* Begin Records *

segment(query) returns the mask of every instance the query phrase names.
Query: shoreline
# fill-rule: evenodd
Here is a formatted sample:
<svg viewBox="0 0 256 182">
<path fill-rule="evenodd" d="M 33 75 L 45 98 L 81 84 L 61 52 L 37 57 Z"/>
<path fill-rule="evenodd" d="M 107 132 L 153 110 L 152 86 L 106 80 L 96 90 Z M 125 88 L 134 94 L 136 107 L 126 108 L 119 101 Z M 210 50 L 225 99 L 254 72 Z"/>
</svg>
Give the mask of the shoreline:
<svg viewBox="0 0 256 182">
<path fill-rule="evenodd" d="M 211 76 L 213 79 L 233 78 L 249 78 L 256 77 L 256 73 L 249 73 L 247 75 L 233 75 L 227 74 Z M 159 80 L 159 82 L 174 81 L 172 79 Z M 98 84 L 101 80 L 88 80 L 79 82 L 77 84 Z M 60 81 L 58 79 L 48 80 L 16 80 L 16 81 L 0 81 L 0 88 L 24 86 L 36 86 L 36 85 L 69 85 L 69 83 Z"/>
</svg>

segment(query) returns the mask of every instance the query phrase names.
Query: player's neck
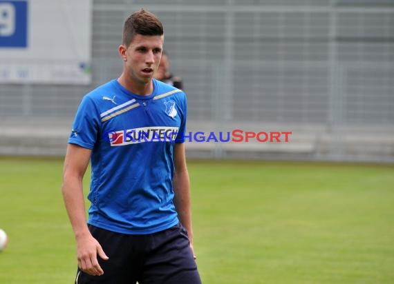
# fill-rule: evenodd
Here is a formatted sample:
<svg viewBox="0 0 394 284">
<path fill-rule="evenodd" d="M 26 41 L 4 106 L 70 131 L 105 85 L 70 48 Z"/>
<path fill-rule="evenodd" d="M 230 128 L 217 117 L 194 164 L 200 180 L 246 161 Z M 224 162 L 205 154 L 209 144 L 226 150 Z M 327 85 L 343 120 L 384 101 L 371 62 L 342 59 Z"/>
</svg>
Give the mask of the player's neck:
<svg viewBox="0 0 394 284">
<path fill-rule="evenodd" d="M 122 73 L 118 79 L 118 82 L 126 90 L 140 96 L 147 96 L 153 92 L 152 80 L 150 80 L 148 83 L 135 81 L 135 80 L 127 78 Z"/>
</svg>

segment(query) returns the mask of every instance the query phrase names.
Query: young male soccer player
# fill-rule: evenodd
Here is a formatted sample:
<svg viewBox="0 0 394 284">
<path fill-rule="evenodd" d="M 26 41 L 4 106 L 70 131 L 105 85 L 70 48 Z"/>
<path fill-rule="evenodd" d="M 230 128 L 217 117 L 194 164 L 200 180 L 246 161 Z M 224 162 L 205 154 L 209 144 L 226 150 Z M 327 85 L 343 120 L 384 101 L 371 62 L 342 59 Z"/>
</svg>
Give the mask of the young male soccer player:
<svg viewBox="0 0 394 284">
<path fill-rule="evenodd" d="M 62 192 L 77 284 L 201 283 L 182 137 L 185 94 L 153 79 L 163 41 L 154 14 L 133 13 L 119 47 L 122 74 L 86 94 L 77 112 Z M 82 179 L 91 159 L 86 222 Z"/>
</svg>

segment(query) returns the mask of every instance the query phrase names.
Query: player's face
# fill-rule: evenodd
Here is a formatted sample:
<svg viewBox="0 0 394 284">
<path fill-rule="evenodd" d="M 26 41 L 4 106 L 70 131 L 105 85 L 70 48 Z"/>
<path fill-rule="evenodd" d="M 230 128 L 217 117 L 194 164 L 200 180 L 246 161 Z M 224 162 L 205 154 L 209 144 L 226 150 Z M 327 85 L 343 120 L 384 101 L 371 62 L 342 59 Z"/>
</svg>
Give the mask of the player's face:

* End Records *
* Begin Records *

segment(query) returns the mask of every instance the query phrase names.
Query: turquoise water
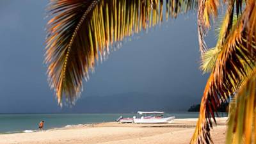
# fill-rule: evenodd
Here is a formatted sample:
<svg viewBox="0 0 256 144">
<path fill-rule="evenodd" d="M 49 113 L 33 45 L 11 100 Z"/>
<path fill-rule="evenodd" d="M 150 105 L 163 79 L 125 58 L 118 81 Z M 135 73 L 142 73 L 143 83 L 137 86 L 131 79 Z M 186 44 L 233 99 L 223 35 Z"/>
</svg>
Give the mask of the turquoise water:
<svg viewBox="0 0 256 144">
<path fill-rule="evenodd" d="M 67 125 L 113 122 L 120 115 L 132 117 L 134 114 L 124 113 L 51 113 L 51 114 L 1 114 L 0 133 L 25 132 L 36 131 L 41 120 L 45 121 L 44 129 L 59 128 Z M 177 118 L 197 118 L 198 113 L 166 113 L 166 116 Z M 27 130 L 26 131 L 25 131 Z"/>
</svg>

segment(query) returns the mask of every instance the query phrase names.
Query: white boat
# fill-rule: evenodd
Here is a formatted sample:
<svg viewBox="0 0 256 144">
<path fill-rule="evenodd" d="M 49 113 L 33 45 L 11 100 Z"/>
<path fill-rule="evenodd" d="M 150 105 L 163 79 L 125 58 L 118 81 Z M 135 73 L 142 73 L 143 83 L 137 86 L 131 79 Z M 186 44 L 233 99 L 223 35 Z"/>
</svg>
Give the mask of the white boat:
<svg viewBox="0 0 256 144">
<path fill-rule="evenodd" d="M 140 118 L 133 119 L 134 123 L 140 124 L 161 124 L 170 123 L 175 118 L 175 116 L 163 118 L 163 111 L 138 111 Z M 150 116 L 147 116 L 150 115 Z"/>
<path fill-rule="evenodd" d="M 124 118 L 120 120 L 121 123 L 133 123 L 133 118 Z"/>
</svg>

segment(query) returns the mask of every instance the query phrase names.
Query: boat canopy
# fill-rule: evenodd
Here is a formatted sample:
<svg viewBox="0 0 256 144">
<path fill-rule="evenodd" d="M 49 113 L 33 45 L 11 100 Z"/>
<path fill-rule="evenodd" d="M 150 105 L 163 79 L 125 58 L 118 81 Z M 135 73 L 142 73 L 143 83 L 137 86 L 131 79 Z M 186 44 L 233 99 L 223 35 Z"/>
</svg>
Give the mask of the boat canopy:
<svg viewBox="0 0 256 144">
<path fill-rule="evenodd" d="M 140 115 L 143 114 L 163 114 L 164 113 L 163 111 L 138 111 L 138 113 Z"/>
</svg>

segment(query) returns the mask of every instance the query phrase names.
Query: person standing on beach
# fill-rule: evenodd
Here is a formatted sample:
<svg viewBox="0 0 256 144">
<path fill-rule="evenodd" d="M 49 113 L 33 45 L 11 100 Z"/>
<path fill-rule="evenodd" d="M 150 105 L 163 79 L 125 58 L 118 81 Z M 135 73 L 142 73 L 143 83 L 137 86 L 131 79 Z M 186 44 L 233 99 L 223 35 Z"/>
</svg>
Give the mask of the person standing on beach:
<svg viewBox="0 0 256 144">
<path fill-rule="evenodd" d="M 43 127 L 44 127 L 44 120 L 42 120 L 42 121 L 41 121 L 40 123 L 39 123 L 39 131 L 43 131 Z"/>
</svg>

* End Records *

Exercise prompt: Copy out each line of the records above that contains the word "soccer".

The result:
Query: young male soccer player
Give the mask of the young male soccer player:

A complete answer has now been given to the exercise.